Assignment: Using the records below, give again exactly the lines from the line that contains "of the seagull;" through the line that contains "of the overcast", both ends included, and only those.

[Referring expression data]
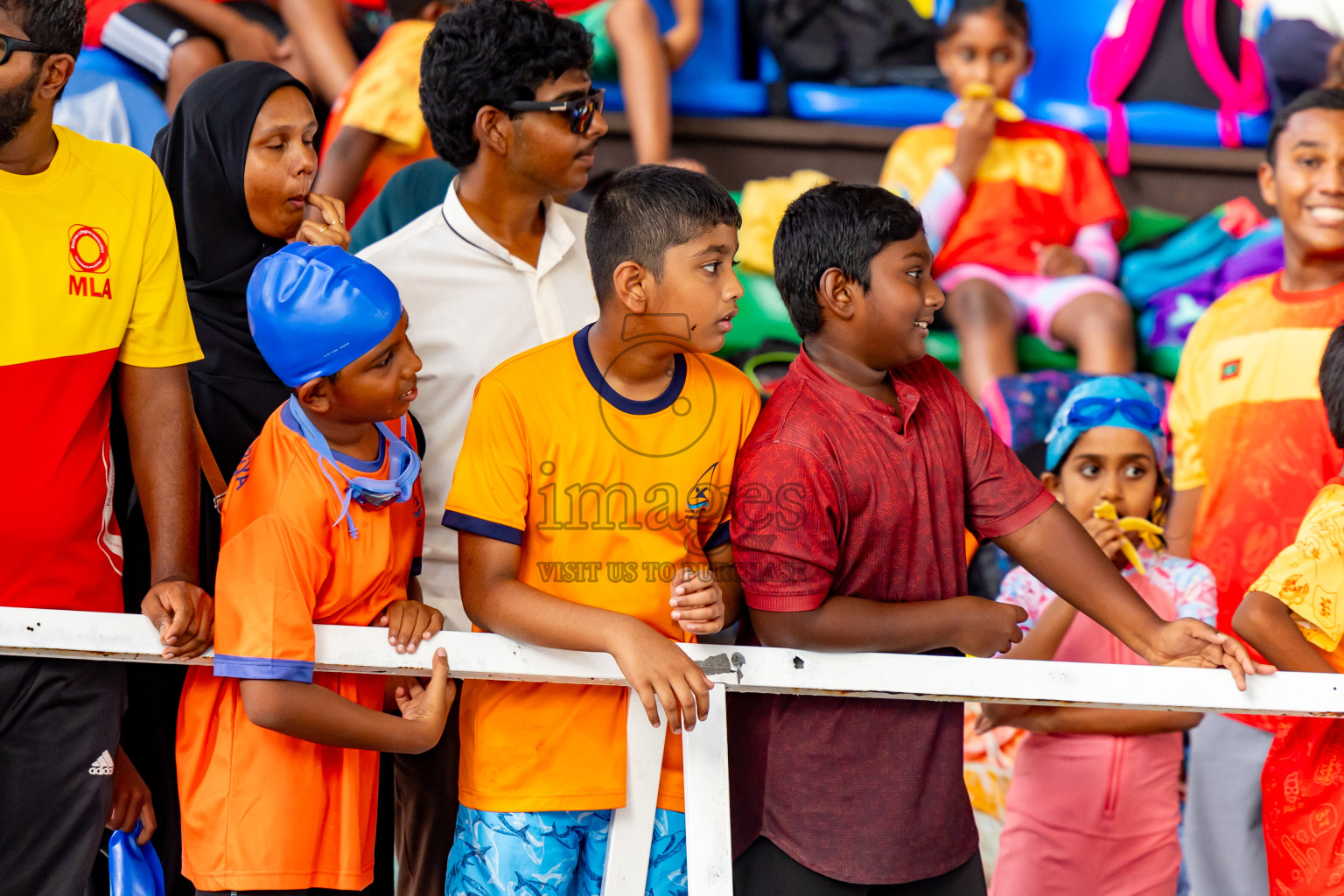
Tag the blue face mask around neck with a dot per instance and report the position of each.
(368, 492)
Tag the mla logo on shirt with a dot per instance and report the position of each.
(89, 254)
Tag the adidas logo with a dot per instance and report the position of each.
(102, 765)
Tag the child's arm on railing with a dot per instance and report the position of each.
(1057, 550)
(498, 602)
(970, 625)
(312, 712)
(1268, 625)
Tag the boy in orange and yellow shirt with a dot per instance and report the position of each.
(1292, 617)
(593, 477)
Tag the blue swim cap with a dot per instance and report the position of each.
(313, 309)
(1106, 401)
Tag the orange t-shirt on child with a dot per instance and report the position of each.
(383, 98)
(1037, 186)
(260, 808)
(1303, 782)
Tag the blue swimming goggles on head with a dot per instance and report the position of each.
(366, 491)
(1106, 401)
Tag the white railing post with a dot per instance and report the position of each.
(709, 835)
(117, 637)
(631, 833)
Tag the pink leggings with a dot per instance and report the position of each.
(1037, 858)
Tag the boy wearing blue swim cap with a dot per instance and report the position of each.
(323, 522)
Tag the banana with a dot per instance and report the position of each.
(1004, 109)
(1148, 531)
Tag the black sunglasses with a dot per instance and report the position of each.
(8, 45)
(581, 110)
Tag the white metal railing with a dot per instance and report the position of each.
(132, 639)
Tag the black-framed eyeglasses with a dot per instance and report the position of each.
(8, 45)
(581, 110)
---
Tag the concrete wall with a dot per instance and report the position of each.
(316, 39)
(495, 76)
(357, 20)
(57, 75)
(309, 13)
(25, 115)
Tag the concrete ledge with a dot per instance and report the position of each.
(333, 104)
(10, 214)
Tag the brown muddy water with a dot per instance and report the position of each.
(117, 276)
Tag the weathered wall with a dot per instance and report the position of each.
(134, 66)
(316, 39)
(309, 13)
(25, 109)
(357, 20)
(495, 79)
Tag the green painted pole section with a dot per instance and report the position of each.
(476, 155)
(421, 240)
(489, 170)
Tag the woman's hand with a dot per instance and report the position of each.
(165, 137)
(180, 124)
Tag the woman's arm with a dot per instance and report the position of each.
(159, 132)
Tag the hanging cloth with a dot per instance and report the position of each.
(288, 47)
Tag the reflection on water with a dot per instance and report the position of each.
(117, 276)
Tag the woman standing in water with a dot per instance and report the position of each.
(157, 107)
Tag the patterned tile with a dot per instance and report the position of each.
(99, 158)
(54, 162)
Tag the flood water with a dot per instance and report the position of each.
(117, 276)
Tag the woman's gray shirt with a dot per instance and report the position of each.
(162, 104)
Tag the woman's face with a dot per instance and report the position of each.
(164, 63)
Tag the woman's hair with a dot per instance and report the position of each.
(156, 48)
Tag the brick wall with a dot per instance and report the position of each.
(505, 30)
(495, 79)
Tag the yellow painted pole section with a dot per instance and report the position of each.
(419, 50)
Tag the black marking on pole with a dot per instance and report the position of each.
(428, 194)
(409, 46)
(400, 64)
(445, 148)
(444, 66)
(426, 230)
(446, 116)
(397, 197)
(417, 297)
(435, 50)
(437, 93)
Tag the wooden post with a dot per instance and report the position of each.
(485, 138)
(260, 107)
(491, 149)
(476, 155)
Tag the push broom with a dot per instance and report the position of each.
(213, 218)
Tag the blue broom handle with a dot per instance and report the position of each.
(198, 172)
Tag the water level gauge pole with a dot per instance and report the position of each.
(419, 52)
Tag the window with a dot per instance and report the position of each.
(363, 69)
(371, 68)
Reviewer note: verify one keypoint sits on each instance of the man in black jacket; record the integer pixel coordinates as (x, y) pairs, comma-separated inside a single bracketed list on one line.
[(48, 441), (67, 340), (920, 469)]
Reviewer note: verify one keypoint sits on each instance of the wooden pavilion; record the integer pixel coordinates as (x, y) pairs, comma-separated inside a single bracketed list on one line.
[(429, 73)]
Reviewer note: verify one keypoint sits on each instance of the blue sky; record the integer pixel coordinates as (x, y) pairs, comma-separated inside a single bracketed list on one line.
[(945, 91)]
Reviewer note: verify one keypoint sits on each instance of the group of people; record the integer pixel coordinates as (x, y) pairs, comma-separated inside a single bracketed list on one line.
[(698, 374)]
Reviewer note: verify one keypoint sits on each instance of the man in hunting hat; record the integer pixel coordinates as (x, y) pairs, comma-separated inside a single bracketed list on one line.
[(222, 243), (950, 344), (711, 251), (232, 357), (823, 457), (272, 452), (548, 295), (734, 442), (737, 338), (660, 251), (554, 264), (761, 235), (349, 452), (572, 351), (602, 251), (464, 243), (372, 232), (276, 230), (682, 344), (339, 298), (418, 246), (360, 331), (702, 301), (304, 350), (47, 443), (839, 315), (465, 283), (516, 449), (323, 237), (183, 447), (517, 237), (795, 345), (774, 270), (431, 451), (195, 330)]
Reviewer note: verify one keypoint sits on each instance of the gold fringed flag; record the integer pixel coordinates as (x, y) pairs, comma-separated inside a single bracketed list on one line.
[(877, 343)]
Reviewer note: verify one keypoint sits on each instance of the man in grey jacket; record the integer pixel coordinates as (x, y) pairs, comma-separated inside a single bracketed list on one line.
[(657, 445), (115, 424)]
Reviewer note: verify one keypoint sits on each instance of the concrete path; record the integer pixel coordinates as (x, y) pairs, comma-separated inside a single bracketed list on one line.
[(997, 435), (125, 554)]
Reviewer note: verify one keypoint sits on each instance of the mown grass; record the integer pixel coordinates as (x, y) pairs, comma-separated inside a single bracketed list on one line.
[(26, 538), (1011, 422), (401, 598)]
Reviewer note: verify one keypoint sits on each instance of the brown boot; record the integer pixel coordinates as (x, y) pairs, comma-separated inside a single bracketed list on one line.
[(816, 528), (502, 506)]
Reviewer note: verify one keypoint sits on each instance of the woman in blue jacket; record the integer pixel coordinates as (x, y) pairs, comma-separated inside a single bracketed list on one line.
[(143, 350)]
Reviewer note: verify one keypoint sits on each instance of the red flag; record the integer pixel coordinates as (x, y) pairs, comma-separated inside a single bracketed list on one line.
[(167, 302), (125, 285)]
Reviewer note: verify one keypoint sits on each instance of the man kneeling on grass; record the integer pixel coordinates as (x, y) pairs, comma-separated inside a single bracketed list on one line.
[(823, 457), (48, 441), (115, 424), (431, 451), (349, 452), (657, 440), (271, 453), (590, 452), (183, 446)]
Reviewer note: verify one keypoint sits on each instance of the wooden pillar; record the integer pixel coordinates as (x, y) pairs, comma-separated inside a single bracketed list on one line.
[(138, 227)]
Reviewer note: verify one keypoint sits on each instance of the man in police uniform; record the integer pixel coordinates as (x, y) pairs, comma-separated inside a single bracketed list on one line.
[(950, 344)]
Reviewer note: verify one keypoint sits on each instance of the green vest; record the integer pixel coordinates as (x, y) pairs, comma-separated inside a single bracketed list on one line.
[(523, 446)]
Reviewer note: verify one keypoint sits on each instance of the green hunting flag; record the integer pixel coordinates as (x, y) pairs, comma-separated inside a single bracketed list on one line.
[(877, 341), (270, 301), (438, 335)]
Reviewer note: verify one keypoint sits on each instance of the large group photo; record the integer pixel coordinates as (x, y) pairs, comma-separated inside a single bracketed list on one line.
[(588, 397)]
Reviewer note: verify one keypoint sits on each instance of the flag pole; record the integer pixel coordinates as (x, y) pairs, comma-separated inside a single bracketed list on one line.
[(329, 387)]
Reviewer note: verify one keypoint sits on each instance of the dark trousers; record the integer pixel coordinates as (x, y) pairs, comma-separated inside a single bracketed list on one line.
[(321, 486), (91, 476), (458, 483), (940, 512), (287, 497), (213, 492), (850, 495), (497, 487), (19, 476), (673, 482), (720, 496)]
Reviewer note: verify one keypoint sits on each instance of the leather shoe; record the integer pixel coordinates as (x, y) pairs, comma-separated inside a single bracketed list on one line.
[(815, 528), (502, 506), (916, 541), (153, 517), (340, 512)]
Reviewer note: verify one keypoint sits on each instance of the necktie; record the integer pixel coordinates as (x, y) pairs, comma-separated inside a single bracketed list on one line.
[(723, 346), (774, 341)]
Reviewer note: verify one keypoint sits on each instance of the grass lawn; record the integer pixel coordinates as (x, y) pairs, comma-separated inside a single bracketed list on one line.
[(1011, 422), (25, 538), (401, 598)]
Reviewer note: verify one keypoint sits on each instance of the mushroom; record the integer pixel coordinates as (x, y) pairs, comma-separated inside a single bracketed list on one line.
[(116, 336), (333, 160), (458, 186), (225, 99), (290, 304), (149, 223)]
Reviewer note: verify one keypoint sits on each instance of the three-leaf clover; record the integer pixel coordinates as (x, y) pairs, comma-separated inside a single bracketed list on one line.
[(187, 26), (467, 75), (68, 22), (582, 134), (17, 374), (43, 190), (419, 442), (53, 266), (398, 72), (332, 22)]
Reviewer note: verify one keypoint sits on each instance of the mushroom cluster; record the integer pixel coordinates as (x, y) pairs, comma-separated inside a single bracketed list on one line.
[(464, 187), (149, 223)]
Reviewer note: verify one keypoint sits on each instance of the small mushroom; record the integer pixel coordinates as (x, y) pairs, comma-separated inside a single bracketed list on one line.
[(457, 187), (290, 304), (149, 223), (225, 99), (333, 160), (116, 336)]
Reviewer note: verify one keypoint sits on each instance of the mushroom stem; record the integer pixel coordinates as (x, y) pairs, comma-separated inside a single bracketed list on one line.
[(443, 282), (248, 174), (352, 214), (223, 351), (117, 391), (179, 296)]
---
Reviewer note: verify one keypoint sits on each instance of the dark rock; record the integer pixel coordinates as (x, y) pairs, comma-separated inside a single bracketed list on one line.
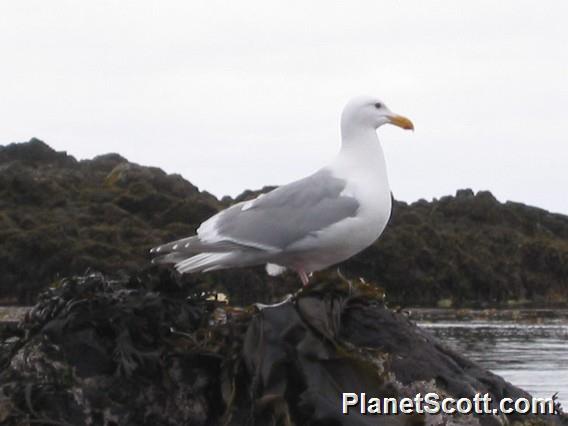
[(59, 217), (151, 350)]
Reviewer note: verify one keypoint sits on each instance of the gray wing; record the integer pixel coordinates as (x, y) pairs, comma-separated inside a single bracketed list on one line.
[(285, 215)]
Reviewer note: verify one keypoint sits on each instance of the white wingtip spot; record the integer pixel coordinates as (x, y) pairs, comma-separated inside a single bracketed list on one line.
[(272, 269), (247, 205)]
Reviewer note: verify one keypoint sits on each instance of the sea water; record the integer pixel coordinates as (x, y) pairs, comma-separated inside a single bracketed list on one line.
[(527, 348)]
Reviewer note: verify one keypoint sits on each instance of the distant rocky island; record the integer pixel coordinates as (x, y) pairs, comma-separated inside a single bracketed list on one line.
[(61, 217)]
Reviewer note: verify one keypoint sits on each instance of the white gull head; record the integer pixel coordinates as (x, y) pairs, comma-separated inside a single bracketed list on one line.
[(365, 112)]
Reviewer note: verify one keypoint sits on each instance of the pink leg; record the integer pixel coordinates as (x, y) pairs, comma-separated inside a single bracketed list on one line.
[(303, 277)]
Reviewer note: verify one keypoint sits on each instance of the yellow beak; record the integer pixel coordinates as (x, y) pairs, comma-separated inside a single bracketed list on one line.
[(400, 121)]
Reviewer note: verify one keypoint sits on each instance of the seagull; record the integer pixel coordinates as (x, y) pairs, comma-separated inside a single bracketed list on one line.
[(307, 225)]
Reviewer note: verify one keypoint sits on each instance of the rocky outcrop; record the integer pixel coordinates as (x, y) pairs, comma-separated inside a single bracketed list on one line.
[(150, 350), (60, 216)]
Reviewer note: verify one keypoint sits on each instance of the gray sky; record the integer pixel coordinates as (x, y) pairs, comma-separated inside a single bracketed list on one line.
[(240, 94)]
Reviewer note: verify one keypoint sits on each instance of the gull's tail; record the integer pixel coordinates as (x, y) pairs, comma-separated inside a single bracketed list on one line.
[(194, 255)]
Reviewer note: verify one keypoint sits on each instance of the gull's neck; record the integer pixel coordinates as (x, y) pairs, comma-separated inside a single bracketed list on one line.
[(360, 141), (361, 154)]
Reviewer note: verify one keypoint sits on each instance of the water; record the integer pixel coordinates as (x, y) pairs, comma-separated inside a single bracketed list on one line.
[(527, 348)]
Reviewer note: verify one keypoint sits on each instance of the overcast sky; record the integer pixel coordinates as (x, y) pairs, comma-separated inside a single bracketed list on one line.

Exercise solution:
Reviewer note: verify one keypoint sits on each instance of the seagull; record the integer pixel coordinates as (x, y) pairs, comma-separated inside a single bracketed list on one line.
[(307, 225)]
Reviewer note: verify one keypoint sits on each instance of the rocky outcrop; record the integer pixel coordinates as (x, y) pairs, comma-separated inside a single bracketed list on one line.
[(150, 350), (60, 216)]
Reviewer note: verify one keypoint sits on each instance of the gray sky; record the integer pixel coordinates as (x, y) pairs, comma-separated inside a single bracketed list on one line.
[(240, 94)]
Reviewer note: verify one keypoint sits on each instance of the gull's tail; record the integer pixel coordinates as (x, y) pairs, comma-separated inside a single bracketed list on one line.
[(194, 255)]
Reviewer note: verify one keypoint sits on each instance of the gull's neck; record the integer pixel coordinates as (x, y) pairs, comma-separated inside a single bracketed list on one line.
[(360, 141), (361, 154)]
Reviewer note: verify one keypoint sits on each instance of the water; record the integer pixel coordinates as (x, y) pairs, comma-separated inside a single bracketed list on one line.
[(527, 348)]
Reviewer note: verify one keypoint sits on each instance of the overcast sky; record the integer pixel coordinates as (x, y) pairs, comma-separated inside a single bracketed list on one line.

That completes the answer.